=== REQUIRED TASK ===
Output the line that contains "Warehouse picking: mark the blue duffel" and every line after it to the end of the entries, with nothing added or left out.

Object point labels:
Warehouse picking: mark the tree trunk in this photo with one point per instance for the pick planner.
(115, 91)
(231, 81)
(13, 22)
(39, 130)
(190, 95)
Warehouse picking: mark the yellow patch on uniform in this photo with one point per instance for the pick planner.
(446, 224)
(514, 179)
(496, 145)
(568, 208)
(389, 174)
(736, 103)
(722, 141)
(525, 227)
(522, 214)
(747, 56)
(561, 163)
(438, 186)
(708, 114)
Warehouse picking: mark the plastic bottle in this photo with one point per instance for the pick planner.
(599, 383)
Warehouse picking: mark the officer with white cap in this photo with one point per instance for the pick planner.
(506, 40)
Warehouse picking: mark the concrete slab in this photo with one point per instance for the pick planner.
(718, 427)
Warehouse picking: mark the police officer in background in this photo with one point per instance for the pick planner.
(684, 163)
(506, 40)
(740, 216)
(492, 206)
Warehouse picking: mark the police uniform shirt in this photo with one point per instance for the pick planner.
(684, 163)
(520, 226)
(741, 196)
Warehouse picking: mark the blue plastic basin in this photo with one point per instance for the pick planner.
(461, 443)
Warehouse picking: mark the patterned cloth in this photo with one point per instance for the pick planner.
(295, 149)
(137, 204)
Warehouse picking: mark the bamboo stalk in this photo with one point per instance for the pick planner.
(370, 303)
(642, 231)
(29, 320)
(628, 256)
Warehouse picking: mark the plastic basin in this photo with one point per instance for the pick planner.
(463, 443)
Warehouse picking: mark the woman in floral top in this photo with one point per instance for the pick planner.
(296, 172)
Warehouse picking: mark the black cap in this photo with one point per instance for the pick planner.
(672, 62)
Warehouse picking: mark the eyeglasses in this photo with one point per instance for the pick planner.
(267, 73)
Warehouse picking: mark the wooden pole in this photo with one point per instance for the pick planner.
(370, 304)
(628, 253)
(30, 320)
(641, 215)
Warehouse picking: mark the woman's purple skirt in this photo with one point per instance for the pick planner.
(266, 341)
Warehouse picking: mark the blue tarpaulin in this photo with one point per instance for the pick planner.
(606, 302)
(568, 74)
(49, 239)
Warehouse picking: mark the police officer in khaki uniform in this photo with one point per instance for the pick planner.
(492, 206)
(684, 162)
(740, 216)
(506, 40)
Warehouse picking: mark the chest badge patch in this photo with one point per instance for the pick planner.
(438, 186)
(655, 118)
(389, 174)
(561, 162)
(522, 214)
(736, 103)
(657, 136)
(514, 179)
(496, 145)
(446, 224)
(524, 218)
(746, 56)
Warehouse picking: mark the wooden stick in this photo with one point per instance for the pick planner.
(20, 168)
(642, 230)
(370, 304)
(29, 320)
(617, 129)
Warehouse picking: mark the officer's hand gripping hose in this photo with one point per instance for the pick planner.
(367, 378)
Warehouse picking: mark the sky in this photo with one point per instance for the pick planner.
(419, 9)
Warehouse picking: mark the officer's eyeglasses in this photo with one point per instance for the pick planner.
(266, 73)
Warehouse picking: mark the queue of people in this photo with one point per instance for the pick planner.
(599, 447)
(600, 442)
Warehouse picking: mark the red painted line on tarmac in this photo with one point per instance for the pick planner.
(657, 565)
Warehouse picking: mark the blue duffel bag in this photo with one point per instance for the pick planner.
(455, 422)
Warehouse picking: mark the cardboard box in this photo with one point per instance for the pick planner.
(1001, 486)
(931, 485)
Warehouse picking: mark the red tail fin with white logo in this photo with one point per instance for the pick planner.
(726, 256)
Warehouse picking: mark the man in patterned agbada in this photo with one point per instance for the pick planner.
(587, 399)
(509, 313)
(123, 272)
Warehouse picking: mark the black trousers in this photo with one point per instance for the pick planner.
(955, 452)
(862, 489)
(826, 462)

=== ANSWER FOR THE TASK ===
Warehouse picking: mark the blue duffel bag in this photo with one point per instance for the pick planner.
(455, 422)
Warehouse picking: mark the cardboard box in this photo with one point per instance for the pick planner.
(1001, 486)
(931, 485)
Warehouse picking: mark the red tail fin with white logo in this photo with one point per instance for the pick planner.
(726, 256)
Warehouse picking: mark the man in patterned agbada in this photo with one point per instance for the pick planner.
(587, 399)
(509, 313)
(123, 272)
Warehouse picking: mark the black trousers in this photo with one point per instance for the pick planner.
(955, 452)
(862, 489)
(826, 462)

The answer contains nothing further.